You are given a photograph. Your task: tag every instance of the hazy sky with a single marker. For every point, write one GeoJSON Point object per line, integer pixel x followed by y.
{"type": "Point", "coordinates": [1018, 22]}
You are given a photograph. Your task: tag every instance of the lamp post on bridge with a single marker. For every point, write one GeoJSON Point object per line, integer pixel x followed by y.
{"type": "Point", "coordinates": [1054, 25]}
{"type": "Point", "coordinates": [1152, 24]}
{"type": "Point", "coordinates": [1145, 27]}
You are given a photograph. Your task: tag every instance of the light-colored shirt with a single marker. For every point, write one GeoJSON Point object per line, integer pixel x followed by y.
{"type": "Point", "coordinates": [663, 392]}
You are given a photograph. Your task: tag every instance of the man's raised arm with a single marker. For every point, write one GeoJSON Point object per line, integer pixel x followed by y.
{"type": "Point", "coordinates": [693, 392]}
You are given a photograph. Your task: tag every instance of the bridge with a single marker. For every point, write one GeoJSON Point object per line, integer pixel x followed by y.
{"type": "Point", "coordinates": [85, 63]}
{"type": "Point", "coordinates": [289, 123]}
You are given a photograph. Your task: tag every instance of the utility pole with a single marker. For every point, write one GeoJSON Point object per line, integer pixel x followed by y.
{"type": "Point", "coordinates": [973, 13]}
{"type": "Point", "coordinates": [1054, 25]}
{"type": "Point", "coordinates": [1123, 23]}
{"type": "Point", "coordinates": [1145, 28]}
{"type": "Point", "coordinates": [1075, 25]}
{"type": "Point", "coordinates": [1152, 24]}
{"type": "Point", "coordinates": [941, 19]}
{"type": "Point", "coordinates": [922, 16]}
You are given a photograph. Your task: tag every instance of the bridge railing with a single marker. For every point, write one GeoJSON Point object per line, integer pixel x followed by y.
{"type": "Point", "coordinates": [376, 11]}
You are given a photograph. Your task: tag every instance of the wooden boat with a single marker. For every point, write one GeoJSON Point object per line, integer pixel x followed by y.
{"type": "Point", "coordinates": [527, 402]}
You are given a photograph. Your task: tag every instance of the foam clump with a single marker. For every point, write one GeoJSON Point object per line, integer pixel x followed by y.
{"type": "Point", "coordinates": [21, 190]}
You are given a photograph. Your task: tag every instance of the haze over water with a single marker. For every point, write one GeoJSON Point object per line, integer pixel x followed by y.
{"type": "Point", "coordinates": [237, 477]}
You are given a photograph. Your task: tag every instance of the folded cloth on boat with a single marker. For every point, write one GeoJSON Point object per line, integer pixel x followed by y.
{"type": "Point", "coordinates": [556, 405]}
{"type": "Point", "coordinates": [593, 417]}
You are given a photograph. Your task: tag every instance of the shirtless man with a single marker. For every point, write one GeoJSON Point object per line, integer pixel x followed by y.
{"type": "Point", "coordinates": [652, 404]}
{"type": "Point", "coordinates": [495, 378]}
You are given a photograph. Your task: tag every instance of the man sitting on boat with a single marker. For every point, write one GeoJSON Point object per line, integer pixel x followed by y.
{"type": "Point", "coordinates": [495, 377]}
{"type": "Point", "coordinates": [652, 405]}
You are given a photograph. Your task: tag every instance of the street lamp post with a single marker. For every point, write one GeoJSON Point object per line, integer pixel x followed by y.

- **INSTRUCTIONS FOR THE TASK**: Each record above should be repeated exactly as it appears.

- **SOLUTION TO THE PROBLEM**:
You are given a photograph. Your task: tag every instance of the hazy sky with a single marker. For every point, write one GeoJSON Point object per line, integer pixel x followed by y.
{"type": "Point", "coordinates": [1018, 22]}
You are given a photograph. Your task: tag every instance of the lamp post on bridge with a single marker. For every point, write one GeoJSON Point object per line, integer pixel x followed by y.
{"type": "Point", "coordinates": [1054, 25]}
{"type": "Point", "coordinates": [1152, 24]}
{"type": "Point", "coordinates": [1145, 27]}
You are given a photograph. Your task: tag every instance of the light-colored shirt with a single marker. For every point, write one GeoJSON Point object per line, integer pixel x followed by y.
{"type": "Point", "coordinates": [663, 392]}
You are given a photograph. Your task: tag every instance of the man's raised arm with a single marker. For every point, write one GeoJSON Point object per line, integer pixel x followed by y.
{"type": "Point", "coordinates": [693, 392]}
You are given a photograph. Your task: tag every instance of the bridge with a single marker. For every point, write one GeoJSON Point object per line, integer pixel x followed by y.
{"type": "Point", "coordinates": [85, 63]}
{"type": "Point", "coordinates": [289, 123]}
You are given a photograph. Your task: tag every instance of the utility pole with a single marker. For every point, write one GeoJSON Point object per line, integer pixel x followed by y.
{"type": "Point", "coordinates": [973, 13]}
{"type": "Point", "coordinates": [1054, 25]}
{"type": "Point", "coordinates": [1123, 23]}
{"type": "Point", "coordinates": [1145, 28]}
{"type": "Point", "coordinates": [1075, 25]}
{"type": "Point", "coordinates": [1152, 24]}
{"type": "Point", "coordinates": [941, 19]}
{"type": "Point", "coordinates": [922, 16]}
You are given a photograph. Your task: tag every instance of the bridge railing with a single marker. For every point, write one GeoJSON Point object per line, integer pixel x followed by y.
{"type": "Point", "coordinates": [376, 11]}
You are given a photograph. Your task: tag every instance of the wooden boat with a single marker. For every point, write one GeoJSON Point object per line, integer pixel x followed by y.
{"type": "Point", "coordinates": [527, 402]}
You are given a photograph. Your task: tag every instance of the foam clump with a single marker. For every point, write one GeoJSON Point object per line, integer pixel x followed by y.
{"type": "Point", "coordinates": [21, 190]}
You are given a photograph. Your task: tag every instance of the haze over water with a single marker. For every point, write one GeoJSON Point object per line, integer pixel x followed by y.
{"type": "Point", "coordinates": [237, 477]}
You are given a photograph. Your task: tag every instance of the folded cloth on boat with a single marker. For every point, write one GeoJSON Point object per line, integer pixel x followed by y.
{"type": "Point", "coordinates": [556, 405]}
{"type": "Point", "coordinates": [593, 417]}
You are given a photograph. Your task: tag every instance of the shirtless man with a single marker. For every point, write one GeoJSON Point object per line, integer pixel x followed by y.
{"type": "Point", "coordinates": [652, 404]}
{"type": "Point", "coordinates": [495, 378]}
You are given a photograph. Your task: tag every instance of the man sitting on boat with a single marker. For every point, write one GeoJSON Point object per line, integer pixel x followed by y.
{"type": "Point", "coordinates": [495, 377]}
{"type": "Point", "coordinates": [652, 405]}
You are given a photograph. Your task: tag every instance of the street lamp post with a single marker. For every point, write one GeoJSON Point object per line, integer pixel x followed by y.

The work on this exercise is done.